_Instructions for the task:_ Could you output only the lines from the one containing "Return one point per instance of the shadowed" through the last line of the data, both included?
(Record set)
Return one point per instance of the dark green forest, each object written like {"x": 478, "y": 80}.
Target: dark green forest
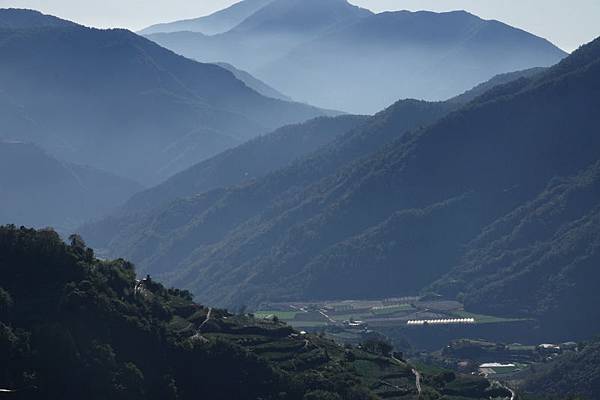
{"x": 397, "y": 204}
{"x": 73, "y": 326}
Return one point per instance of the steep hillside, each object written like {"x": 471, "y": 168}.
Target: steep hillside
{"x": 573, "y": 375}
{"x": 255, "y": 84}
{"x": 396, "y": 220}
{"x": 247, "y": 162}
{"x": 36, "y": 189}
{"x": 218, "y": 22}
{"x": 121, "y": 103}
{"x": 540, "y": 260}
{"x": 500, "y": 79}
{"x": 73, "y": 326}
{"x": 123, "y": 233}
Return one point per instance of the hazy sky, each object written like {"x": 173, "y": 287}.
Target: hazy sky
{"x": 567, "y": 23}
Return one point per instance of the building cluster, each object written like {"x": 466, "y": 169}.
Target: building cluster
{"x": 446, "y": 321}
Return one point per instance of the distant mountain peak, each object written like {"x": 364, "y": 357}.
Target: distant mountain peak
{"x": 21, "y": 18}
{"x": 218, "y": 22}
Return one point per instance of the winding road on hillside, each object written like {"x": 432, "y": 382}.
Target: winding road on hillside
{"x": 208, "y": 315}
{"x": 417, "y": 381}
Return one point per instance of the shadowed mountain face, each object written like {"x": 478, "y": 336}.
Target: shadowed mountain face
(End Record set)
_Answer below:_
Return one point per instance of the shadowed mountain face, each object written like {"x": 478, "y": 336}.
Target: shadowed mountain face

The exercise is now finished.